DIRECTIONS FOR THIS TASK:
Once you reach the line containing "Can you see the metal" in the entries below, write out that line and each one after it down to the line containing "Can you see the red velvet", exactly and with nothing added.

[Collection entries]
------------------------------------------------------------------------

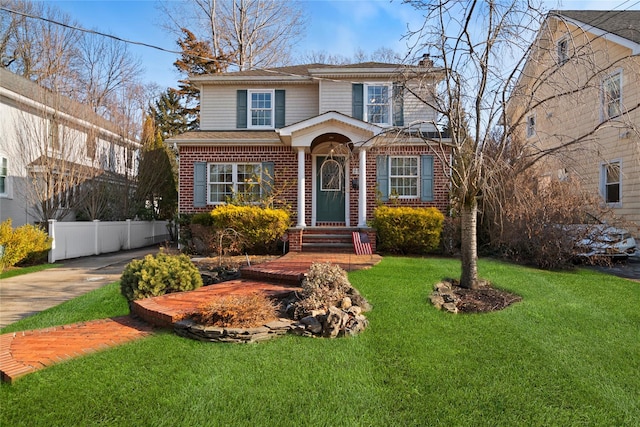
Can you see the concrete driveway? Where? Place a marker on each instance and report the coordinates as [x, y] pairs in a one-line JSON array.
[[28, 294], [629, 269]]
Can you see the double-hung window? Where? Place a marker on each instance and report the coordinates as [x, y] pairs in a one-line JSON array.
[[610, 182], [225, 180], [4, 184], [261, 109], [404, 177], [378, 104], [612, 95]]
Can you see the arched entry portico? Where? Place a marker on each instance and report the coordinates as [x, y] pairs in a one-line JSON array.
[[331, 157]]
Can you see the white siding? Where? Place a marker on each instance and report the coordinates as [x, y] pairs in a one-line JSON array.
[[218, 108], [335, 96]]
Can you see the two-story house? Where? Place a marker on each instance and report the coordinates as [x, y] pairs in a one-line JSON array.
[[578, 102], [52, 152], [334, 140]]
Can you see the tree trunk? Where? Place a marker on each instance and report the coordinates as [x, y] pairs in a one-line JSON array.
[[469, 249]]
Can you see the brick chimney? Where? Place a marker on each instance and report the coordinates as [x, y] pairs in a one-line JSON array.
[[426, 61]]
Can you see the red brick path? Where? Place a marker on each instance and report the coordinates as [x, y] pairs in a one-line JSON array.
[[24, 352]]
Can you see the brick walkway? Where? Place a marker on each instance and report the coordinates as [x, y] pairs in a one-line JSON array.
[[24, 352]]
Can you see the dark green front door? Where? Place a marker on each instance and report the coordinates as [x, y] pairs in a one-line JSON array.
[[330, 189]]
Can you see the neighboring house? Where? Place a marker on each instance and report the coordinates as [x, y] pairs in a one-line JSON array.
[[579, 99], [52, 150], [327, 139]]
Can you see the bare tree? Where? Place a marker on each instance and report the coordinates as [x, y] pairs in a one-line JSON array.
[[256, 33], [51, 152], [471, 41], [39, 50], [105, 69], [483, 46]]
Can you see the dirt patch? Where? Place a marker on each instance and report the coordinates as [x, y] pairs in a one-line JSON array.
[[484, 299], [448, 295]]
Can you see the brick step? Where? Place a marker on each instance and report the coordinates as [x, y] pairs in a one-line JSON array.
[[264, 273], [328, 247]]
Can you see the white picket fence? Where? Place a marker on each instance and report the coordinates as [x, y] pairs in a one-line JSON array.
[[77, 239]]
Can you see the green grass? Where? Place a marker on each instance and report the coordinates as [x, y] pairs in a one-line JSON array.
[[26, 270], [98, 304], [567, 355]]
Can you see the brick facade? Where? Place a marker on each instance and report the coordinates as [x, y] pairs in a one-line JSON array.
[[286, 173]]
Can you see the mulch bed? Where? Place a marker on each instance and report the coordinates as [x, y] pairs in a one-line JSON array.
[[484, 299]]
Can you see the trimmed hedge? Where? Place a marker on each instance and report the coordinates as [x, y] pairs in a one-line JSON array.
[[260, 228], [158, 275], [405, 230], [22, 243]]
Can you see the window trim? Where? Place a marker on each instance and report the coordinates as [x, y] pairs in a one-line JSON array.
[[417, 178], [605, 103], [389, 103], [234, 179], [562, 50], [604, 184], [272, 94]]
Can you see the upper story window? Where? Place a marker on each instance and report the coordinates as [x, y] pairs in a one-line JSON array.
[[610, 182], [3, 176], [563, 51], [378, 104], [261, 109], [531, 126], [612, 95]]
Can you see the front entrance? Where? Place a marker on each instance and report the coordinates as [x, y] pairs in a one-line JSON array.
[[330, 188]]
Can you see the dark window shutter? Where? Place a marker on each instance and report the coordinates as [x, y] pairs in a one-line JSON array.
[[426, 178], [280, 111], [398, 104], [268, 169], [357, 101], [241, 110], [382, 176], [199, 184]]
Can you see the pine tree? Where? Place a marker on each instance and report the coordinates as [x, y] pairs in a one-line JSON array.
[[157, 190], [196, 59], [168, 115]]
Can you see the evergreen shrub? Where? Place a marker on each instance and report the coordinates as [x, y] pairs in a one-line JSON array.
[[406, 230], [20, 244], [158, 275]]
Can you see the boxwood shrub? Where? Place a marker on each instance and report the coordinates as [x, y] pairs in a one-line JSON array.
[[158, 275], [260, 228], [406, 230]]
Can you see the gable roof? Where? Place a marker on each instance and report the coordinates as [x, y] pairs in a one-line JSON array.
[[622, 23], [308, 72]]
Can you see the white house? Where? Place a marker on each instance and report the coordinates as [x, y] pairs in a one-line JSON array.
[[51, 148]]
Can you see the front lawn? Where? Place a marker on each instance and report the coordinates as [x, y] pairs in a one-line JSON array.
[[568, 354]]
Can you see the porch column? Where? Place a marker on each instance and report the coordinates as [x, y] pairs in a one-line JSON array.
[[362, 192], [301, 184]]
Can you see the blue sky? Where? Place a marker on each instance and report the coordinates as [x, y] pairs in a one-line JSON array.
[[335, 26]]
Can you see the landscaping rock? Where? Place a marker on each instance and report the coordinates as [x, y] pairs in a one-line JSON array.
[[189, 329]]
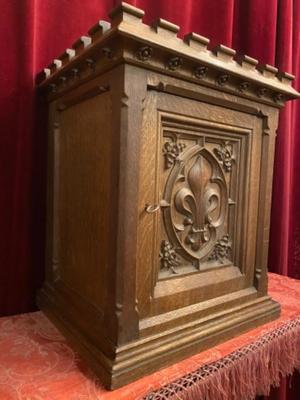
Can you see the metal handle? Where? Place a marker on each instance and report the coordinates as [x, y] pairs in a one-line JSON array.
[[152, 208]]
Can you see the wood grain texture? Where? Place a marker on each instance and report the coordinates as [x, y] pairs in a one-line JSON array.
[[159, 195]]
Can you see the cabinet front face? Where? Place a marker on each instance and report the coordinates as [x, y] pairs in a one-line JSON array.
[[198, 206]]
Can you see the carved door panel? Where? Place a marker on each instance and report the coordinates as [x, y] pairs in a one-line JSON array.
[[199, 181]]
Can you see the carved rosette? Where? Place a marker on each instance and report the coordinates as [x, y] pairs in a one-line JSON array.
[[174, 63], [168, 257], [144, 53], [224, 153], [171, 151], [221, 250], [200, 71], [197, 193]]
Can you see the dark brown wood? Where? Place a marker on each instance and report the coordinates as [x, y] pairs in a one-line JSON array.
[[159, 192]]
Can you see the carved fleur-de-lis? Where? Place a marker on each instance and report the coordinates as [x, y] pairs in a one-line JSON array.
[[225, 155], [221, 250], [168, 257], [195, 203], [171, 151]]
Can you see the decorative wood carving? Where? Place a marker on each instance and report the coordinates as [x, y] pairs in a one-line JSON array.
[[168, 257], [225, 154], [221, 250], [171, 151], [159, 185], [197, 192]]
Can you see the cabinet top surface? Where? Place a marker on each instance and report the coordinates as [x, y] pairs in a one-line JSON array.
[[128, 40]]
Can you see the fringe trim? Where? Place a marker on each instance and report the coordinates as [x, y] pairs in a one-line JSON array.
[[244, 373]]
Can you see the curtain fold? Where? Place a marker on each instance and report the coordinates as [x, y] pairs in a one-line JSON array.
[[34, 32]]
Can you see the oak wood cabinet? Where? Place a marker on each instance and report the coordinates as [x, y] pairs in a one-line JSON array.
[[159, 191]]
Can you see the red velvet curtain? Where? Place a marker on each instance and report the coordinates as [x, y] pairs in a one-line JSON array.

------------------------------------------------------------------------

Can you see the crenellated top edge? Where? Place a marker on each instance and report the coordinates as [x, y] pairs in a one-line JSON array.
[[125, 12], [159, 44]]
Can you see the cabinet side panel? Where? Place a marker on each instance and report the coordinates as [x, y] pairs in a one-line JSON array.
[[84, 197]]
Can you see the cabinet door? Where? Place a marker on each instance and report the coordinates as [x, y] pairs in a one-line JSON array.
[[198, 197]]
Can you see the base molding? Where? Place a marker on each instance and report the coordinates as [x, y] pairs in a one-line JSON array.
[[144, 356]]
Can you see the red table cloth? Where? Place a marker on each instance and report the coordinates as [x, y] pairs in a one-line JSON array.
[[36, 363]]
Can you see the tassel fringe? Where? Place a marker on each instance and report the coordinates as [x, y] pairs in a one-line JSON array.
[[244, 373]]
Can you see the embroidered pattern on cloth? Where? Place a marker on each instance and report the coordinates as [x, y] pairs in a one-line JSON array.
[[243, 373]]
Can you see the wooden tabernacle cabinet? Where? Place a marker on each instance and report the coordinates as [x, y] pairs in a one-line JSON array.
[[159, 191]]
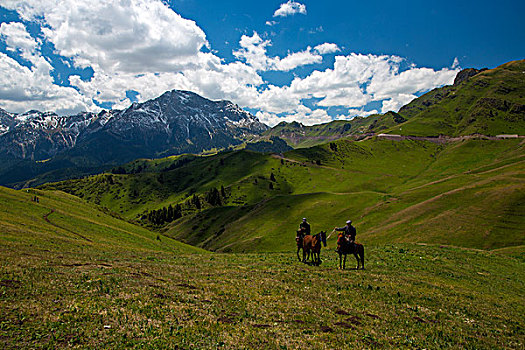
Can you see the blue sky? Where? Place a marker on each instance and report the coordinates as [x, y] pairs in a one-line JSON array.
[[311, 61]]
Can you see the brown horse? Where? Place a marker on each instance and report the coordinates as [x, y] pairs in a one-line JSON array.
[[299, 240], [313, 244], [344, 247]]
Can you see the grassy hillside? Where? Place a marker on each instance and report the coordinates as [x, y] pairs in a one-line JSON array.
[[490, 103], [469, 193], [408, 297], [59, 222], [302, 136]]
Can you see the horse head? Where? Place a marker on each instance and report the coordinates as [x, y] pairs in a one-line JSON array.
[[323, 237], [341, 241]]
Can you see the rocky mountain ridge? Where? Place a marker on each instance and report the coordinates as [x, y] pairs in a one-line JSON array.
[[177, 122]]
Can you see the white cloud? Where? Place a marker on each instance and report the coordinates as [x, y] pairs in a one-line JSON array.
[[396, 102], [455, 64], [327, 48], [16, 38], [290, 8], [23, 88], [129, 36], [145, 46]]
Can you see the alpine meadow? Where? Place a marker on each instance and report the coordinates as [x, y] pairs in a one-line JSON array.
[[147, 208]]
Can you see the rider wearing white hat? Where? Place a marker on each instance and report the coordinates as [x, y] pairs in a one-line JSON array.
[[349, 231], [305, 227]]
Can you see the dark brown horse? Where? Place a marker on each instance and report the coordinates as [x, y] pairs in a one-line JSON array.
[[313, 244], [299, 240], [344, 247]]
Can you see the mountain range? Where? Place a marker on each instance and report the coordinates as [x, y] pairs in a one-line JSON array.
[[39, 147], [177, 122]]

------------------------------------------------------------------------

EXPECTED ANSWER:
Can you see the metal handle? Where? Place a marker on each instance and report the coordinates as [x, y] pairs in a one-line JSON array.
[[152, 208]]
Can you see the wood grain texture? Where? Place a marker on each instance and report the coordinates as [x, y] pairs in a one-line JSON array.
[[159, 195]]
Can you see the cabinet front face? Where? Place a marker on each instance and report the coordinates as [x, y] pairs in a one-line JSON array.
[[198, 206]]
Can you see the carved door panel? Where? Place a marker on each instance and report the coordinates as [x, y] pairs in a one-line JSON array.
[[199, 181]]
Can you see the carved rosette? Where? Place a marker on each instance and report the coordinates as [x, y] pairs in a one-line JSON array.
[[174, 63], [168, 257], [144, 53], [224, 153], [171, 151], [221, 250], [200, 71], [197, 193]]
Can you see the dark brown wood? Where? Place a marker on each instance and report the coordinates as [x, y] pairs in a one-line JSON array.
[[159, 192]]
Can you see the carved fleur-de-lis? Where? Place a marker on each instance and report the coordinates as [x, y] pairs in a one-line JSON array.
[[225, 155], [221, 250], [168, 257], [195, 203], [171, 151]]
Can you see the decorative wood carving? Where? Place a marker on each instance and report the coordinates as [x, y] pairs in a one-line JSON array.
[[168, 257], [225, 154], [221, 250], [171, 151], [159, 185], [197, 192]]
Can you see the cabinet top surface? Where? Place a marker on each instance and report the coordinates as [x, y] pairs in a one-line JSON array.
[[128, 40]]
Can you see the fringe trim? Where? Place a marker on each instance and report the coordinates as [x, y] pairs in a one-line JSON array.
[[244, 373]]
Can you see the curtain fold? Where? Place a marker on each instance and report the coordinates as [x, y] pairs in a one-line JSON array.
[[34, 32]]
Can you see the oak wood cabinet? Where? Place a marker on each instance and report the coordinates as [x, y] pairs in a one-line JSON array.
[[159, 191]]
Can you see the red velvet curtain? Where? Place a marker on each instance and report the coordinates as [x, y] pairs in a one-line JSON array.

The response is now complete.